Assigned task 1: In the passage on expression data and disease-gene candidates, what type of array was used in baboons to find genes underlying lipid phenotypes?
Assigned task 2: Continue the passage on expression data and disease-gene candidates from its last sentence.

The most productive strategy to date, in animal models at least, has been the integration of information from positional localization with that from differential expression analysis. To identify genes underlying lipid phenotypes in baboons, a chromosomal-region-specific expression array - covering a region of interest defined by prior linkage - was used to detect regional transcripts with expression levels correlated with HDL-cholesterol levels and with the response to a high-fat diet [25]. In the NOD mouse model of autoimmune diabetes, Eaves and colleagues [39] used genome-wide transcriptional comparisons between NOD, NOD-derived congenic, and control strains to relate differential expression patterns to the locations of known susceptibility loci, and thereby to prioritize candidates. A similar congenic-based approach has been used successfully in rat models of hypertension [24, 40]. The human homologs of these regional transcripts represent strong disease-susceptibility candidates. Issues of tissue availability will mean that, for many diseases, rodent models are likely to provide a more reliable source of such candidates than equivalent studies on human tissues.

For most of the studies described above, the expression data used were generated de novo, in part because of the patchy and disorganized nature of publicly available expression data. Certainly, expression-state data for many critical human tissues remain limited, and there is a clear need for a concerted effort to generate comprehensive transcript lists for a broad range of human tissues and cell types [41]. Such information, coupled with recent developments in setting standards for expression data [42, 43] and the predicted expansion in usable, publicly available expression-profiling data [44], will hopefully reduce the need for costly de novo work and make expression-related data increasingly relevant to the evaluation of disease-gene candidacy.

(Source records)
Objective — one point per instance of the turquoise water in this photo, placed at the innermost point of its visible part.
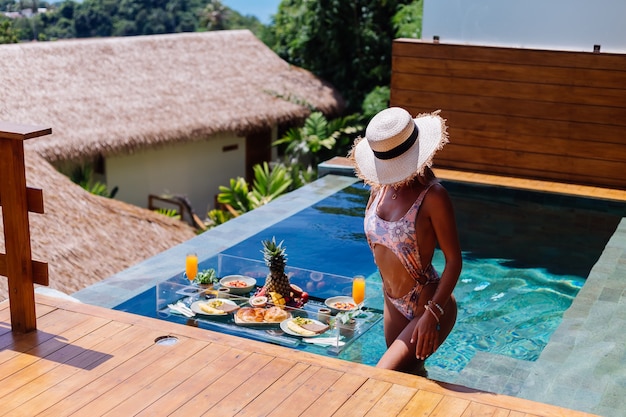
(526, 256)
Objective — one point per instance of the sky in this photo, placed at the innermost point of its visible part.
(262, 9)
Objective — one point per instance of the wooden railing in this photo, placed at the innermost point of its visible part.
(17, 200)
(548, 115)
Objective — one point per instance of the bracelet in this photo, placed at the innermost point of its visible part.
(436, 305)
(427, 307)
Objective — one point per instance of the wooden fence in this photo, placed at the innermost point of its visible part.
(548, 115)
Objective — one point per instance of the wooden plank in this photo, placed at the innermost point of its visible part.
(392, 402)
(479, 410)
(73, 393)
(479, 106)
(242, 395)
(34, 198)
(567, 147)
(283, 388)
(302, 377)
(488, 54)
(365, 398)
(524, 71)
(40, 270)
(451, 407)
(20, 132)
(88, 363)
(123, 389)
(192, 385)
(345, 389)
(423, 403)
(435, 83)
(223, 386)
(305, 395)
(138, 353)
(17, 236)
(160, 397)
(57, 322)
(37, 378)
(460, 122)
(27, 366)
(539, 164)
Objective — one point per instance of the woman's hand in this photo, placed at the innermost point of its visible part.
(427, 335)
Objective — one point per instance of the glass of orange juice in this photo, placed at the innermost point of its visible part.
(191, 266)
(358, 289)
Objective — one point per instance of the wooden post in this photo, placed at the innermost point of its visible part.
(17, 200)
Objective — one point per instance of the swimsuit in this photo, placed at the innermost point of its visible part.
(400, 237)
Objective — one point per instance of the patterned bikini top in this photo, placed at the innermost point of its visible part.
(399, 236)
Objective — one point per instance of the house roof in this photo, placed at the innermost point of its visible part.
(115, 95)
(85, 238)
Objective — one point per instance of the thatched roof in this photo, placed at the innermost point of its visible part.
(113, 95)
(85, 238)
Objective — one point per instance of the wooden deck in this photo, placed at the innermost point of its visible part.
(91, 361)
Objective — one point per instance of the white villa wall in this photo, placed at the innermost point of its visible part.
(195, 169)
(575, 25)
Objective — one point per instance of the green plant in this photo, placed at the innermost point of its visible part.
(268, 185)
(206, 277)
(173, 213)
(318, 140)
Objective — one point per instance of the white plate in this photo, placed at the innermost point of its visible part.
(285, 328)
(339, 299)
(195, 307)
(251, 282)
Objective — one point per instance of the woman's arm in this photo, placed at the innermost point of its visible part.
(438, 208)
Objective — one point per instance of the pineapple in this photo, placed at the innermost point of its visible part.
(276, 258)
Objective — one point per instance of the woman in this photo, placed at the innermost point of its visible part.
(408, 214)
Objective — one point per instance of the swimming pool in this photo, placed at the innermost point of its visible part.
(523, 264)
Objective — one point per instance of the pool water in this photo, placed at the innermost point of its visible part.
(526, 256)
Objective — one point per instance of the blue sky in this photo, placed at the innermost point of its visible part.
(262, 9)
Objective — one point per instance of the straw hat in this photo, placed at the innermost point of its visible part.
(396, 147)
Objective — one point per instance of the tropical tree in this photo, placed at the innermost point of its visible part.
(318, 140)
(239, 198)
(347, 43)
(8, 34)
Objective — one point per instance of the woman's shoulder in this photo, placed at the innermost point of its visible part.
(437, 194)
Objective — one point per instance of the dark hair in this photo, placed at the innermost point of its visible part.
(427, 176)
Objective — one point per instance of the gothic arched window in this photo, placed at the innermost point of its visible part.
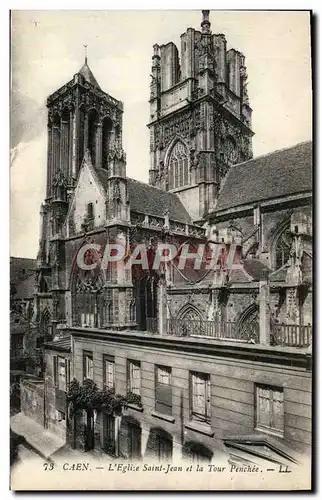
(282, 249)
(178, 166)
(92, 133)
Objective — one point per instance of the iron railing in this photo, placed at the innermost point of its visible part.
(291, 335)
(247, 332)
(282, 335)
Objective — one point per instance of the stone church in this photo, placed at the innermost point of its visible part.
(204, 187)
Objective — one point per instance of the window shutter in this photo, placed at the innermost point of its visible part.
(264, 411)
(199, 394)
(109, 374)
(278, 410)
(67, 373)
(55, 371)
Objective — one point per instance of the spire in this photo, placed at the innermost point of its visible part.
(85, 47)
(205, 23)
(86, 72)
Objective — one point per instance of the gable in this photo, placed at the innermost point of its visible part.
(281, 173)
(88, 190)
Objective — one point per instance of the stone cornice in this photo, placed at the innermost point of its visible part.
(289, 356)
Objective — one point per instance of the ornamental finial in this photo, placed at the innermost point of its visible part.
(85, 47)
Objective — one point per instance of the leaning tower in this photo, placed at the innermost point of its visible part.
(200, 116)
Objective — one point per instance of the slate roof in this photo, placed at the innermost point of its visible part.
(154, 201)
(283, 172)
(150, 200)
(86, 72)
(61, 344)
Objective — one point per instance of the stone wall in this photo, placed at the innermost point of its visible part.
(32, 399)
(54, 398)
(233, 385)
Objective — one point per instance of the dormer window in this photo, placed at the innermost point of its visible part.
(90, 211)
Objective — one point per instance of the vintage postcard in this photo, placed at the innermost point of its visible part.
(161, 250)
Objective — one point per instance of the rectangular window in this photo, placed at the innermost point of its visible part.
(200, 396)
(134, 376)
(163, 390)
(109, 371)
(60, 416)
(88, 365)
(90, 211)
(61, 373)
(109, 434)
(270, 409)
(88, 320)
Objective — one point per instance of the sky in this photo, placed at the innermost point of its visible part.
(47, 50)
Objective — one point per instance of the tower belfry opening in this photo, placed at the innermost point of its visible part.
(198, 97)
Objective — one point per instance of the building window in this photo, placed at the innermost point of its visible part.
(109, 433)
(60, 415)
(61, 369)
(90, 211)
(270, 409)
(88, 320)
(164, 445)
(178, 171)
(200, 396)
(109, 371)
(134, 377)
(283, 247)
(163, 390)
(88, 365)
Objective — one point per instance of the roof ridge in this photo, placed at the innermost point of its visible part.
(153, 187)
(268, 154)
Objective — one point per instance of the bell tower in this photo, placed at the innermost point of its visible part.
(200, 116)
(82, 119)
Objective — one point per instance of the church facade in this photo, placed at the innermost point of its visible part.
(218, 358)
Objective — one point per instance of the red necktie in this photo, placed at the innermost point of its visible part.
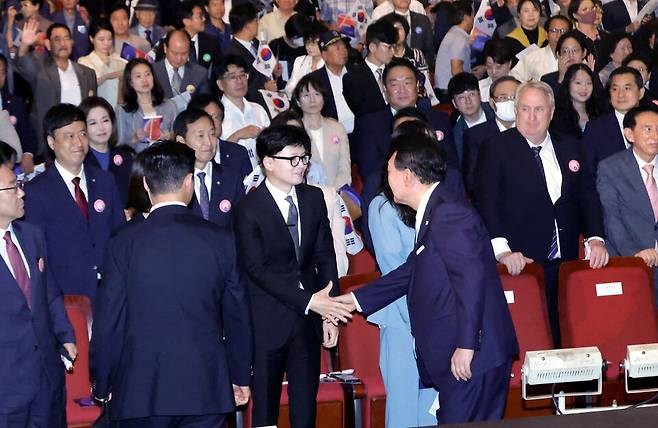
(80, 199)
(17, 265)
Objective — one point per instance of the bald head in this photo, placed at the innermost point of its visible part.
(177, 48)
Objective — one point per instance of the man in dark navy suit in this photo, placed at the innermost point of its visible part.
(463, 331)
(217, 189)
(604, 135)
(171, 340)
(535, 195)
(34, 323)
(76, 205)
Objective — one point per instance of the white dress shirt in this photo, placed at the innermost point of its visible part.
(5, 254)
(68, 180)
(69, 85)
(345, 115)
(236, 119)
(207, 180)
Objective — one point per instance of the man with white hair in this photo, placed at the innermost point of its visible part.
(535, 195)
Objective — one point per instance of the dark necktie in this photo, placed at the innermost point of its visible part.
(292, 225)
(18, 267)
(193, 58)
(80, 199)
(204, 197)
(552, 254)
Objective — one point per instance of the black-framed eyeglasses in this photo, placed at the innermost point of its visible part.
(295, 160)
(19, 185)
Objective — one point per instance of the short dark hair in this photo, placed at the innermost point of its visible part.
(187, 117)
(201, 101)
(398, 62)
(381, 31)
(626, 70)
(53, 27)
(224, 62)
(630, 119)
(500, 50)
(550, 20)
(458, 10)
(240, 15)
(90, 103)
(394, 18)
(59, 116)
(305, 84)
(421, 155)
(166, 164)
(462, 82)
(130, 95)
(99, 25)
(276, 138)
(500, 80)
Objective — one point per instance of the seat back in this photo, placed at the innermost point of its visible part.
(610, 307)
(526, 300)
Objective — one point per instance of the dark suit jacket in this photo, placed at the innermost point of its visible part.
(512, 198)
(44, 79)
(267, 254)
(235, 157)
(361, 91)
(453, 291)
(601, 139)
(80, 34)
(121, 162)
(474, 138)
(30, 338)
(76, 248)
(227, 190)
(171, 328)
(194, 75)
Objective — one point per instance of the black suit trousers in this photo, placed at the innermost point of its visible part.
(298, 356)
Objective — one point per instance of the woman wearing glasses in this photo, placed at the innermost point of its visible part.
(329, 144)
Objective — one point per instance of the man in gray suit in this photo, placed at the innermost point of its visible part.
(626, 182)
(178, 77)
(55, 79)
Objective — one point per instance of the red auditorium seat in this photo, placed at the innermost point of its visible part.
(626, 316)
(527, 304)
(78, 385)
(358, 346)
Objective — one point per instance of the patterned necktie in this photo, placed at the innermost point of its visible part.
(292, 224)
(652, 189)
(18, 267)
(176, 82)
(80, 199)
(204, 197)
(552, 253)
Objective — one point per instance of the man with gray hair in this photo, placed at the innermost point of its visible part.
(535, 195)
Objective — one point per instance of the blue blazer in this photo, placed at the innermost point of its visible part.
(121, 162)
(235, 157)
(227, 190)
(76, 248)
(80, 34)
(171, 326)
(447, 310)
(602, 138)
(30, 339)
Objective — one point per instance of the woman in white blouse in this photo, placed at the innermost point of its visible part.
(305, 64)
(107, 65)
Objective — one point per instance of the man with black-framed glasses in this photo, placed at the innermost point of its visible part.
(286, 250)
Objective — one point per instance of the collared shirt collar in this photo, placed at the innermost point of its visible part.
(422, 206)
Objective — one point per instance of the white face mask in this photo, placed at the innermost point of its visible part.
(505, 111)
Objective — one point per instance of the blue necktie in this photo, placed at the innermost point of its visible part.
(552, 254)
(204, 197)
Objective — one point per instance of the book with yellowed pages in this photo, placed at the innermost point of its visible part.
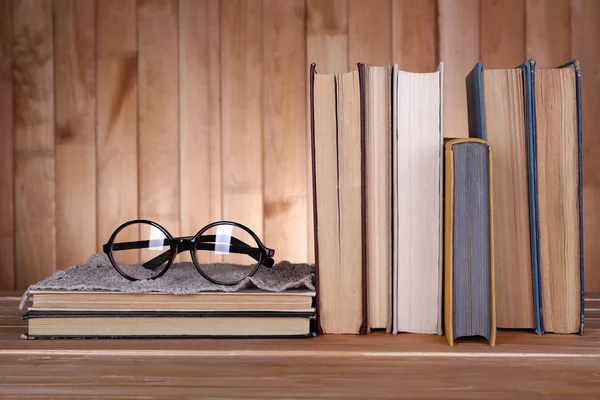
(501, 112)
(105, 314)
(532, 120)
(469, 306)
(559, 200)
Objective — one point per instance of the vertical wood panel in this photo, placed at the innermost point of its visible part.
(285, 141)
(327, 35)
(502, 33)
(549, 32)
(414, 35)
(459, 49)
(241, 99)
(586, 48)
(7, 243)
(116, 136)
(34, 141)
(199, 114)
(327, 46)
(75, 97)
(158, 116)
(369, 32)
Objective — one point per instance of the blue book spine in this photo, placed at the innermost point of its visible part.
(575, 64)
(530, 129)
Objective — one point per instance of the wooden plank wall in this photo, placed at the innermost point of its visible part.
(190, 111)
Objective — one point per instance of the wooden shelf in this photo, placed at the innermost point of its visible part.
(336, 366)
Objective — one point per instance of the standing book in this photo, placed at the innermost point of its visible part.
(559, 201)
(338, 167)
(500, 104)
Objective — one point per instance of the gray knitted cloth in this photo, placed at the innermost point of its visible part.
(181, 278)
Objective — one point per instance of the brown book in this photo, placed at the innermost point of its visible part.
(504, 119)
(558, 151)
(337, 143)
(376, 116)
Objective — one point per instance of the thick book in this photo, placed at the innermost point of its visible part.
(338, 172)
(469, 295)
(417, 201)
(500, 105)
(559, 208)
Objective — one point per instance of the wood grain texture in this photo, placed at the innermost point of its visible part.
(116, 99)
(284, 129)
(415, 35)
(241, 112)
(586, 49)
(75, 144)
(34, 141)
(522, 365)
(7, 242)
(199, 114)
(327, 35)
(158, 113)
(369, 32)
(502, 33)
(459, 49)
(327, 46)
(549, 32)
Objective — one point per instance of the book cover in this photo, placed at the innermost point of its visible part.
(577, 77)
(478, 300)
(477, 129)
(316, 217)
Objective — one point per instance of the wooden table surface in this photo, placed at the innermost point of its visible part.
(522, 365)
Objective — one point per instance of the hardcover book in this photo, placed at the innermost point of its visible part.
(559, 201)
(338, 167)
(500, 104)
(469, 307)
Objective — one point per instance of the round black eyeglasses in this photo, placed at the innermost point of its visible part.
(224, 252)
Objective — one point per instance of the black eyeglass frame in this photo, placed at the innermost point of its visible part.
(188, 243)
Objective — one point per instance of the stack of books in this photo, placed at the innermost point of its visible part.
(492, 223)
(106, 314)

Exercise answer 1: A chromosomal-region-specific expression array covering a region of interest defined by prior linkage.

Exercise answer 2:
As the breadth and depth of data available concerning each gene grows, two major challenges will need to be met, if these data are to be used optimally for assessments of disease-gene candidacy. The first challenge lies in displaying all these disparate data types - and related text-based information from the literature - to the user in such a way as to inform and assist decisions about positional-candidate prioritization. Through the EnsMart [45] component of the Ensembl database, it is already possible to combine information on genomic location, expression state (defined by a controlled expression vocabulary [42]), and the various functional attributes encoded by Gene Ontology terms [46, 47]. The GeneSeeker program allows users to query on the basis of position, expression state and some phenotypic attributes [48]. Key to continued progress in this area is the construction of suitable controlled vocabularies or ontologies that permit uniform comparison of data from differing platforms, databases and species. These will allow additional attributes (see Table 1) to become increasingly accessible to the candidate-prioritization process.

The second challenge will be the development of, and validation of, heuristics for candidate-gene prioritization that take account of the range of data available and the domain expertise of the biologist as regards the disease or phenotype of interest. One interesting approach will be to consider the topography of expression, regulatory and protein-protein interaction networks; proteins that are known to be hubs of such networks show higher degrees of conservation [49] and may therefore be more likely disease candidates. Other current efforts have used Gene Ontology terms to group genes with similar properties, identifying potential candidates on the basis of potential functional overlap with known disease genes previously implicated in related diseases [50, 51].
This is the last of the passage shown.